● **What the task requires**:
Duplicate every one of the following records line for line, without changing anything.

(Entries from a dataset)

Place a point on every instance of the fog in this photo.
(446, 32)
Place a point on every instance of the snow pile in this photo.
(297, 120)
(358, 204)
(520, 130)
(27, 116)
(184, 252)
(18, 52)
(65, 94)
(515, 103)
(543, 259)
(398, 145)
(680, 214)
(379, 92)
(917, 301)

● **Task response**:
Place a point on every instance of the fog in this photo.
(446, 32)
Place a point on every instance of the snow pile in this photo.
(297, 120)
(358, 204)
(520, 130)
(27, 116)
(184, 252)
(18, 52)
(65, 94)
(515, 103)
(543, 259)
(398, 145)
(680, 214)
(379, 92)
(917, 301)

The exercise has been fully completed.